▸ Assigned task: Every line in the data below that includes "metal" belongs in the answer, copied as it stands.

++++ Exercise materials ++++

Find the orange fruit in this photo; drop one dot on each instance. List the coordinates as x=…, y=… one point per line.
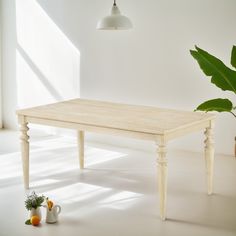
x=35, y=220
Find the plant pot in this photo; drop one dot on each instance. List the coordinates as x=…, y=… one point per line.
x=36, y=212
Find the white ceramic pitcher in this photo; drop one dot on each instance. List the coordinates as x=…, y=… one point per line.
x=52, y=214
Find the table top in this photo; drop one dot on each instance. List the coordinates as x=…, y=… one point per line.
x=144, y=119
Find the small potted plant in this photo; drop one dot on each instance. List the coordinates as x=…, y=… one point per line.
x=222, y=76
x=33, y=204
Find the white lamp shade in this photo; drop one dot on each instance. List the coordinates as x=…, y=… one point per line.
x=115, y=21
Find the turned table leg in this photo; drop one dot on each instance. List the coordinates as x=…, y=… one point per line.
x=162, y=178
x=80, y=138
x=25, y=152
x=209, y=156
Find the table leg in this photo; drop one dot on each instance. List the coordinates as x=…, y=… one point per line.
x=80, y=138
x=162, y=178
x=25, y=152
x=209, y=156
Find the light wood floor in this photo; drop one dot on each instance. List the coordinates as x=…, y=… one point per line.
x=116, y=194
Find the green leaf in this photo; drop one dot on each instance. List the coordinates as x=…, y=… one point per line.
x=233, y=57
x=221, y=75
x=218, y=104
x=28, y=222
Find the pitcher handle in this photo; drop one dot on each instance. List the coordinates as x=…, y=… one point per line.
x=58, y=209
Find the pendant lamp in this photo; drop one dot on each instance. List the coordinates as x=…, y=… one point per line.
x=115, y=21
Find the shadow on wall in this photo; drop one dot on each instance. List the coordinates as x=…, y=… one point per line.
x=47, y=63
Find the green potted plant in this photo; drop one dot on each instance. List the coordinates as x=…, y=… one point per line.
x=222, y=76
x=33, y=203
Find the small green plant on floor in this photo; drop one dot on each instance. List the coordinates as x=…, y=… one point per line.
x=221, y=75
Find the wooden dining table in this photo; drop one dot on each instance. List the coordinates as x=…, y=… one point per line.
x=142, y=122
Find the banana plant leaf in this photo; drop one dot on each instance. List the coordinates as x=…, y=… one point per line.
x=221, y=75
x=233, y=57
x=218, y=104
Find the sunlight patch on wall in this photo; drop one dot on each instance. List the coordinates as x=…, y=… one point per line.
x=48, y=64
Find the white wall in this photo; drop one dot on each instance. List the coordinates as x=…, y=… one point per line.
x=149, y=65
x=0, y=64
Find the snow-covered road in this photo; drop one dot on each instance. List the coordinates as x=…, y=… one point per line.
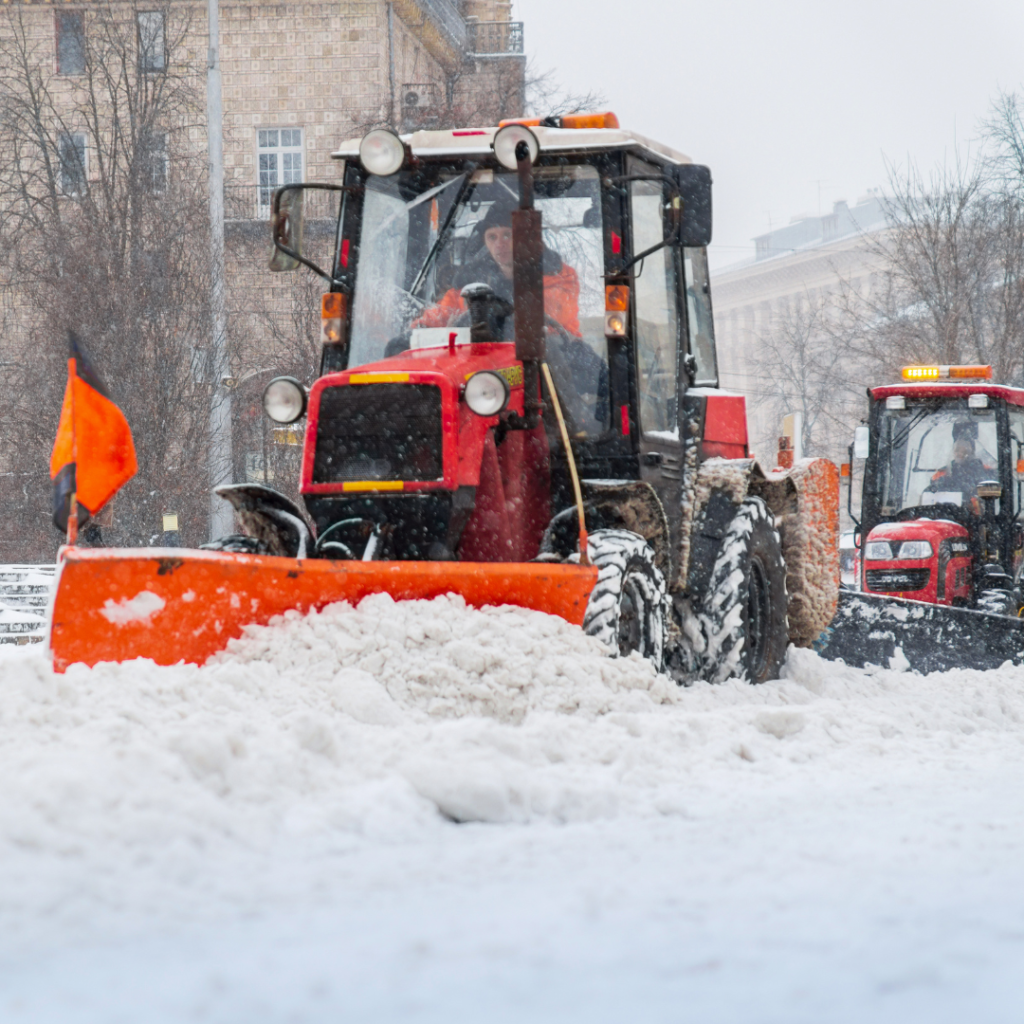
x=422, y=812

++++
++++ Exercise materials ++++

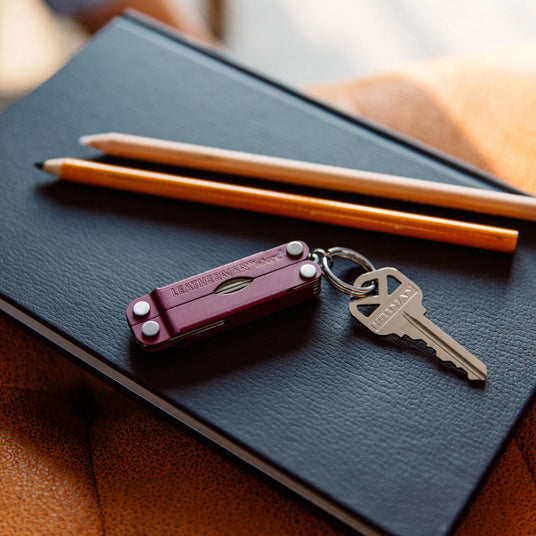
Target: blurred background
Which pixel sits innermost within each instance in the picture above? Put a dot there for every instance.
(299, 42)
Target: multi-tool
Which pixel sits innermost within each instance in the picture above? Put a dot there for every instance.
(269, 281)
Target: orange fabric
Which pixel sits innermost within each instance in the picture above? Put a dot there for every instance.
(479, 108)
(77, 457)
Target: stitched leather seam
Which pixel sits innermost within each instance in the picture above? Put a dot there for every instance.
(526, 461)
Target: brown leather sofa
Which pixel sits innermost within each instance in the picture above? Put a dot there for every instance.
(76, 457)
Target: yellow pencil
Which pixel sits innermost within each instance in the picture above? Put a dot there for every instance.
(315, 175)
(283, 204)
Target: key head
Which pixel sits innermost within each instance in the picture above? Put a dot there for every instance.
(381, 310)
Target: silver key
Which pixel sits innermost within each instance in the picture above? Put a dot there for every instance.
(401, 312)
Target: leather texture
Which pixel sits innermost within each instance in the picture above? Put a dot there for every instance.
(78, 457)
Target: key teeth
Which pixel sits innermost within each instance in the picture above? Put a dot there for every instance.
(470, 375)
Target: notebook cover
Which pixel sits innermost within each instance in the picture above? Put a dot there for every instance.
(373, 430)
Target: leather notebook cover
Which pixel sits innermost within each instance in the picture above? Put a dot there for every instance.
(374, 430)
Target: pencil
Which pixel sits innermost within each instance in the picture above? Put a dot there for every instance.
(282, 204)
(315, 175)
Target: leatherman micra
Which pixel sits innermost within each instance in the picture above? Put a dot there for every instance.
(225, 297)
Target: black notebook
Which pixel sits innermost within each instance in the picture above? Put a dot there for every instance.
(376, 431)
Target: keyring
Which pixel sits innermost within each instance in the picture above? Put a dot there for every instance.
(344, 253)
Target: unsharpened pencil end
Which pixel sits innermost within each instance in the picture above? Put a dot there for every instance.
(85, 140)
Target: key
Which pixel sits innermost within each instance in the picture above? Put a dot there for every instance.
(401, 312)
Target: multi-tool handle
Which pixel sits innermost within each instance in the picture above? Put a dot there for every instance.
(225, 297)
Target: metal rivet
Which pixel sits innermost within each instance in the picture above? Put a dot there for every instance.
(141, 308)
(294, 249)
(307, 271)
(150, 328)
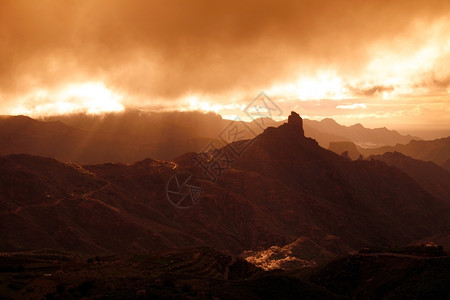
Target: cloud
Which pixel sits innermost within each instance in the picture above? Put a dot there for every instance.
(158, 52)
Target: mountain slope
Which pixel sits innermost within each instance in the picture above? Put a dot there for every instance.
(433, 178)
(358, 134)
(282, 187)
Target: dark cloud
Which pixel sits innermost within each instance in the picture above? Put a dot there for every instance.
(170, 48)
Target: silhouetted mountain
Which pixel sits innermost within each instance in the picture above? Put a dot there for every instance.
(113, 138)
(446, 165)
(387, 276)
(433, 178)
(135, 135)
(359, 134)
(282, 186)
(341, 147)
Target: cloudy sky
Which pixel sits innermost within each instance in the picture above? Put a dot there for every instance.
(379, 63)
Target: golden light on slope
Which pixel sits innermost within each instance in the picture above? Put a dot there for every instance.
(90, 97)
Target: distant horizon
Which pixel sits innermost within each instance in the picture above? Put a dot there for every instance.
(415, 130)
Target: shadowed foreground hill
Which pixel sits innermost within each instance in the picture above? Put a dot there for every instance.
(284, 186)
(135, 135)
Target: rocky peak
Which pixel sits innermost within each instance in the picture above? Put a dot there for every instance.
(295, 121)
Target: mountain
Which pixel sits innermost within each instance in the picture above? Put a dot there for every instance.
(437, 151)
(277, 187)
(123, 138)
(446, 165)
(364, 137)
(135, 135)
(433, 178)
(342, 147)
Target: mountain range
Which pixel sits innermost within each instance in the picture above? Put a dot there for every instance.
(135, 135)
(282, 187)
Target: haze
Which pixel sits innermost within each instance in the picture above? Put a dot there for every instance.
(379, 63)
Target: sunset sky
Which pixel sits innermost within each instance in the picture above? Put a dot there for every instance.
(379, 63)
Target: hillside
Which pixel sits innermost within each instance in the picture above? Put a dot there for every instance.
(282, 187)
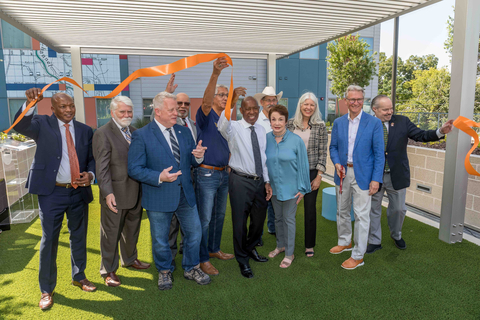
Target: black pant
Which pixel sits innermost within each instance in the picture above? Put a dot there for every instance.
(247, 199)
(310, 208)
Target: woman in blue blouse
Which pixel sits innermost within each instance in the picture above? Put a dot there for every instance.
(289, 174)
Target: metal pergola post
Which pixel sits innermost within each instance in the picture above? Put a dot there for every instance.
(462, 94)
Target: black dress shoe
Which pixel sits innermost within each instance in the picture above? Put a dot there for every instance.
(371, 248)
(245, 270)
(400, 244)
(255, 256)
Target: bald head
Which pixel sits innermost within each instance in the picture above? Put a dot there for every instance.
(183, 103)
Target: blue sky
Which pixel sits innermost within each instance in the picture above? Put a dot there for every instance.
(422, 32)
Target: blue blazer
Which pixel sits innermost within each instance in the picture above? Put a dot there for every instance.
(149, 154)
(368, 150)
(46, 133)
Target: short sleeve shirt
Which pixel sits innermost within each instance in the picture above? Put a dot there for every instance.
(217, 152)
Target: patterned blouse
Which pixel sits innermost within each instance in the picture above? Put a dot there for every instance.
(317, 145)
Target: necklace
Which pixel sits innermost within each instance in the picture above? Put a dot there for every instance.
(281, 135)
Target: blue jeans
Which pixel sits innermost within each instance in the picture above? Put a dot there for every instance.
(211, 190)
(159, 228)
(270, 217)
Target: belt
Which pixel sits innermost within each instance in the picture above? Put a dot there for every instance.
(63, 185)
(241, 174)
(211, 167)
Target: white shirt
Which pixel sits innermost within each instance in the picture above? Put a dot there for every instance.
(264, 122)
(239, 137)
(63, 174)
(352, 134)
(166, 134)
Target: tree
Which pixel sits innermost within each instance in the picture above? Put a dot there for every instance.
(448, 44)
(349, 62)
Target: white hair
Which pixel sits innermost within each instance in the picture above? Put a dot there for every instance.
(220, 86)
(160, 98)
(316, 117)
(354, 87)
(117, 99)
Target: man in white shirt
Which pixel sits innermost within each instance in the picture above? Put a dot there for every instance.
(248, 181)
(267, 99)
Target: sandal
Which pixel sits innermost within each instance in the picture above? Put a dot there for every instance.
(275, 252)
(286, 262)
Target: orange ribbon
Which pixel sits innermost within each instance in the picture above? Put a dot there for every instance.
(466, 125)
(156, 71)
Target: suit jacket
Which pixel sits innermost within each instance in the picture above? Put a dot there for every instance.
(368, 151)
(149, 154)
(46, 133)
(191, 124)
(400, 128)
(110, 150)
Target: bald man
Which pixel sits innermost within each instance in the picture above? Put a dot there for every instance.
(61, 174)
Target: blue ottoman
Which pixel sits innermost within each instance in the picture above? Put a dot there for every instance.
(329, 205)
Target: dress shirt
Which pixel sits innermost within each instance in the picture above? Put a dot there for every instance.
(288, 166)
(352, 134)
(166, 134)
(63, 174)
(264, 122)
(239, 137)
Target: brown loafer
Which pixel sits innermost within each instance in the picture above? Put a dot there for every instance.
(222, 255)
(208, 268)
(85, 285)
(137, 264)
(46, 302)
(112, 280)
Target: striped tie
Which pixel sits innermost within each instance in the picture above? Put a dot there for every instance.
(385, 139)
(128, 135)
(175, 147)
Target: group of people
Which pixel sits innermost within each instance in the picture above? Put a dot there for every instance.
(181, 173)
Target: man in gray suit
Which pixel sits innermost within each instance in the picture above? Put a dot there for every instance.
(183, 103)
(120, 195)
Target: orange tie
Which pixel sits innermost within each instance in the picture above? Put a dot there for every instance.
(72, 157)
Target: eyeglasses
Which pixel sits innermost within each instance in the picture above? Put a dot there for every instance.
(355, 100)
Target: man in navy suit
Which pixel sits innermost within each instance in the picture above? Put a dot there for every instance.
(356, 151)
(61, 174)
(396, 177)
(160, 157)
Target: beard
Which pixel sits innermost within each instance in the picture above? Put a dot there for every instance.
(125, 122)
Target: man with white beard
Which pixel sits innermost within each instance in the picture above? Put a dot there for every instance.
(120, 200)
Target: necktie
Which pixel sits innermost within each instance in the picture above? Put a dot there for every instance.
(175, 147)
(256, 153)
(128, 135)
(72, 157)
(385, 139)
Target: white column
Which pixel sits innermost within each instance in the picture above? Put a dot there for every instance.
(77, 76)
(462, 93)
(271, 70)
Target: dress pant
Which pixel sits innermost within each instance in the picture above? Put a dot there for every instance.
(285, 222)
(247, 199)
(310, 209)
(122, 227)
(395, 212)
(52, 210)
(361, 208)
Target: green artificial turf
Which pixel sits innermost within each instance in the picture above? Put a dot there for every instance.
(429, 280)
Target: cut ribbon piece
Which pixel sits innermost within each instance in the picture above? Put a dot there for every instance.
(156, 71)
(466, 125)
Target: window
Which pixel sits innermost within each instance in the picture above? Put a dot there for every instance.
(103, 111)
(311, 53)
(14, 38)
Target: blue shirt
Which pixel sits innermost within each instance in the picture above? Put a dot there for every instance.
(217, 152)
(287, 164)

++++

▸ Output of the task:
Target: metal rivet
Target: metal pergola post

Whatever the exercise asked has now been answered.